Instructions to follow
Copy out all the items below, requests included, and shift every answer point by adding 55 to both its x and y coordinates, keeping the sample points in the requests as they are. Leave the pictures out.

Input rows
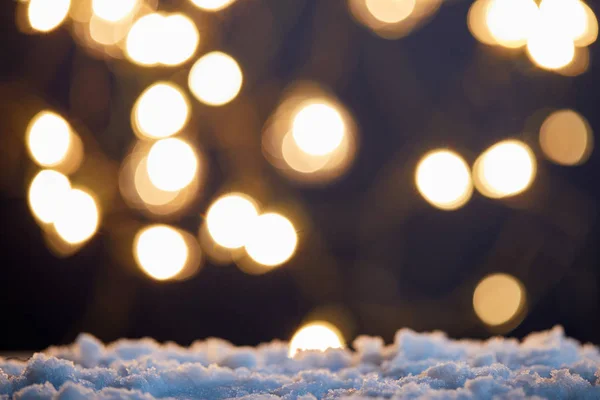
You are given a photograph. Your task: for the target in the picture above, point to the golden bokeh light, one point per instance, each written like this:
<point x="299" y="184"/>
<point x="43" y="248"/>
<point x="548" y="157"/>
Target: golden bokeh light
<point x="161" y="252"/>
<point x="318" y="129"/>
<point x="215" y="79"/>
<point x="318" y="335"/>
<point x="172" y="164"/>
<point x="78" y="218"/>
<point x="161" y="111"/>
<point x="477" y="22"/>
<point x="48" y="139"/>
<point x="511" y="21"/>
<point x="114" y="10"/>
<point x="272" y="240"/>
<point x="390" y="11"/>
<point x="505" y="169"/>
<point x="566" y="138"/>
<point x="444" y="180"/>
<point x="498" y="299"/>
<point x="230" y="220"/>
<point x="45" y="15"/>
<point x="47" y="192"/>
<point x="212" y="5"/>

Task response
You are given a photograph. Your task: for the target in the picture above, point to the golden bokeh light, one point per instance, each written like this:
<point x="299" y="184"/>
<point x="43" y="248"/>
<point x="548" y="157"/>
Target: golden bokeh light
<point x="216" y="307"/>
<point x="373" y="184"/>
<point x="270" y="134"/>
<point x="373" y="390"/>
<point x="227" y="219"/>
<point x="133" y="273"/>
<point x="216" y="166"/>
<point x="532" y="77"/>
<point x="103" y="194"/>
<point x="566" y="76"/>
<point x="169" y="65"/>
<point x="327" y="295"/>
<point x="445" y="66"/>
<point x="560" y="224"/>
<point x="621" y="193"/>
<point x="499" y="235"/>
<point x="553" y="354"/>
<point x="285" y="275"/>
<point x="100" y="70"/>
<point x="102" y="247"/>
<point x="267" y="60"/>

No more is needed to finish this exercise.